Problem 1
Change "nesting gannet" to "seabird" in the entries, starting at the beginning of the entries and ending at the line containing "[[[112,48],[131,0],[6,0],[0,4],[0,72],[32,72]]]". Give back only those lines, with nothing else altered.

Article
⟨

Where does your ‘willing suspension of disbelief’ stop?

I have very little problem suspending disbelief in any fantasy or superhero story. In things like cop or military stories anything that makes it clear that they didn’t spend a second of time researching. If you make even a minor mistake that any former JROTC cadet would catch then I’m out. Or when a general is the direct combat commander of a squad and captains are doing the jobs of privates. Or command level cops doing street cop work. Things like that. I am able to suspend my disbelief with Law and Order when they have improbable situations because they tend to get the little details right.

Movies where characters act completely unlike how normal humans act like only so the plot can progress.

How many movies feature an armed bad guy that has two cops show up behind him, the cops yell DROP YOUR GUN only for the bad guy to rather easily turn around easily kill both cops? As we seen in real life 99/100 times the bad guy gets 30 bullets in him.

⟩

Material shown
⟨

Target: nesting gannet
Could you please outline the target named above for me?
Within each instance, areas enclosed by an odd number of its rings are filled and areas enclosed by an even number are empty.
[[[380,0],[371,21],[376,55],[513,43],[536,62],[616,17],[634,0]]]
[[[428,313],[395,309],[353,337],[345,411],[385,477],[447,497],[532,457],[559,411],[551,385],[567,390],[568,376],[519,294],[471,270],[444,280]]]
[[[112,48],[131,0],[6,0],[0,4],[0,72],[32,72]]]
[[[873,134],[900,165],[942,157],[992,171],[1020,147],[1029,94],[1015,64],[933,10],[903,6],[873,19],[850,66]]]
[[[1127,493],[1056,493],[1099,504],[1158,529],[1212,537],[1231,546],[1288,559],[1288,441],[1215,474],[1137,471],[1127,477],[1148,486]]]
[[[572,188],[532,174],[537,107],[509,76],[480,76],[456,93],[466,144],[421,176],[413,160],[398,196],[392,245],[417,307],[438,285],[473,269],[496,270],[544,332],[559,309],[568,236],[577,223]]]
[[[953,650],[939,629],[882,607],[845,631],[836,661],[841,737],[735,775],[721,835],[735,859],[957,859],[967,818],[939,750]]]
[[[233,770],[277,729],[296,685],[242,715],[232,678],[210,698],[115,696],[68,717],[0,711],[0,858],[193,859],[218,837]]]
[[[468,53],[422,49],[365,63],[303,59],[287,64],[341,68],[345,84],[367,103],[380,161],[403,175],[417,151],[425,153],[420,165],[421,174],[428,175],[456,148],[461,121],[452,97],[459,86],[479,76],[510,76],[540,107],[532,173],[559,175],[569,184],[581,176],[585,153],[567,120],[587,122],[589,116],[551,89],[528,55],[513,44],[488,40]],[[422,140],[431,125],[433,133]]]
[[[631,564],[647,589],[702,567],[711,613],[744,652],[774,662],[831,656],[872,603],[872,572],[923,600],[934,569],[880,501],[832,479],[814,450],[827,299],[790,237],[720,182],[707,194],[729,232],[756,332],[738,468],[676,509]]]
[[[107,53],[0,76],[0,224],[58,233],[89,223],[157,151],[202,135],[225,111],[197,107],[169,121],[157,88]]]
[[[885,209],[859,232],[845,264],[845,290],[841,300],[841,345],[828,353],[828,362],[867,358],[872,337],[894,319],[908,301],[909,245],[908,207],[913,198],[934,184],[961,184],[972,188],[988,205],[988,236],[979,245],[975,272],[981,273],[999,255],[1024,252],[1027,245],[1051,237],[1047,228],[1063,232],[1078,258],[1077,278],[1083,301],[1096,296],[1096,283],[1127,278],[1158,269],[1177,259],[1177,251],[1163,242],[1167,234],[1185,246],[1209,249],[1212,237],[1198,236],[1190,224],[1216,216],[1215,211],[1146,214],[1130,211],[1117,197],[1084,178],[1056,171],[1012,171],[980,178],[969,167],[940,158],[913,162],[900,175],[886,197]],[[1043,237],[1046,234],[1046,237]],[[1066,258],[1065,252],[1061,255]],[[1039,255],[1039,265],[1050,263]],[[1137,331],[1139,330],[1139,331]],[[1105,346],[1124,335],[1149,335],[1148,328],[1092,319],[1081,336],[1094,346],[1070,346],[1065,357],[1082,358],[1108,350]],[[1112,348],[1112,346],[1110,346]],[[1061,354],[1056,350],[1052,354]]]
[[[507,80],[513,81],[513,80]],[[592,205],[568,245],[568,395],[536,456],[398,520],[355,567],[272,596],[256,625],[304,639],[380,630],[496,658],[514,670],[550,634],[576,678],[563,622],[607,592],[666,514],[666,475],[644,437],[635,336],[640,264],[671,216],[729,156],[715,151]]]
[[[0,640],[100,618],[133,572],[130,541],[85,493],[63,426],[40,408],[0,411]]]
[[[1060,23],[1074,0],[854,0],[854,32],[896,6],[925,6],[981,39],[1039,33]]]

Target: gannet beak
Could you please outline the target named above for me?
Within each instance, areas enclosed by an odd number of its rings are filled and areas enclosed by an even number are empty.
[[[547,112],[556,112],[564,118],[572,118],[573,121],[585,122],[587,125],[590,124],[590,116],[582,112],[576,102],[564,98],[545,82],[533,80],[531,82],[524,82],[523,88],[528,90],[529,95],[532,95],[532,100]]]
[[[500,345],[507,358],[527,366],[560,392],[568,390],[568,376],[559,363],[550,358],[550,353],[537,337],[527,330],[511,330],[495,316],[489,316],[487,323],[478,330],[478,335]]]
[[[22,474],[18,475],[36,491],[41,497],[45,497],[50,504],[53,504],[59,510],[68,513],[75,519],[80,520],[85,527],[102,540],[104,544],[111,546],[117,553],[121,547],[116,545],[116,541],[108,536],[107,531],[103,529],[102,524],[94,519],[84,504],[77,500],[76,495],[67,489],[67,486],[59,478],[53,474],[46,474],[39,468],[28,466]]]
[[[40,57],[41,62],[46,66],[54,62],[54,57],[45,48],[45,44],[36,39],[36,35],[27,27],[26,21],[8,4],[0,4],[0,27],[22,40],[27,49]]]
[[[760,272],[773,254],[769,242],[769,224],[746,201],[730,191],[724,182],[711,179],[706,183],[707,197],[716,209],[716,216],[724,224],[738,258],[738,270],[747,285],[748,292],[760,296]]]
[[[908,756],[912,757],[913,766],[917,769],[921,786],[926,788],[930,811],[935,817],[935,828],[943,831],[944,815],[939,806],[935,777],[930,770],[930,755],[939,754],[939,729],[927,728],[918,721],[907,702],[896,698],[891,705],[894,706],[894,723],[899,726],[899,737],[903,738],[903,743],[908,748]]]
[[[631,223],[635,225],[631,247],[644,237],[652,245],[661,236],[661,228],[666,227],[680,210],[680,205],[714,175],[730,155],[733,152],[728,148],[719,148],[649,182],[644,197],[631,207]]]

⟩

Problem 2
Carry the discussion of where willing suspension of disbelief stops further, beginning after its final sentence.

Exercise result 1
Target: seabird
Could you please outline the target named above for me?
Within each instance, areas enclosed by an odd number of its rings are filled and areas enclosed by an even number are empty.
[[[380,0],[371,21],[376,55],[513,43],[536,62],[616,17],[634,0]]]
[[[428,313],[395,309],[353,337],[345,411],[385,477],[447,497],[532,457],[559,411],[551,385],[567,390],[568,376],[519,294],[471,270],[444,280]]]
[[[112,48],[131,0],[6,0],[0,4],[0,72],[32,72]]]

Exercise result 2
Or the infamous “Bad guy holds important person hostage with a knife/gun to their head and tells the heroes Drop Your Gun”. Why would you give up your only advantage? The only time it makes sense is when the bad guys henchmen are around which means just killing the bad guy won’t work.

He took it out of the frame first.

But still, folding an old painting is probably going to crack it, if not crease it. So the complaint still stands.

This reminds me of one of Dan Brown’s worse novels, Deception Point. In his novel, a rogue U.S. government agency director goes to immense lengths to fake evidence of extraterrestrial life and thus influence a U.S. election outcome - all for…what? Because he wants NASA to have a bigger budget, that’s all.

No, he doesn’t. That scene has always bothered me because the rest of the heist is so clever and carefully thought out and orchestrated and yet that crucial part make no sense and cannot be explained by anything but magic.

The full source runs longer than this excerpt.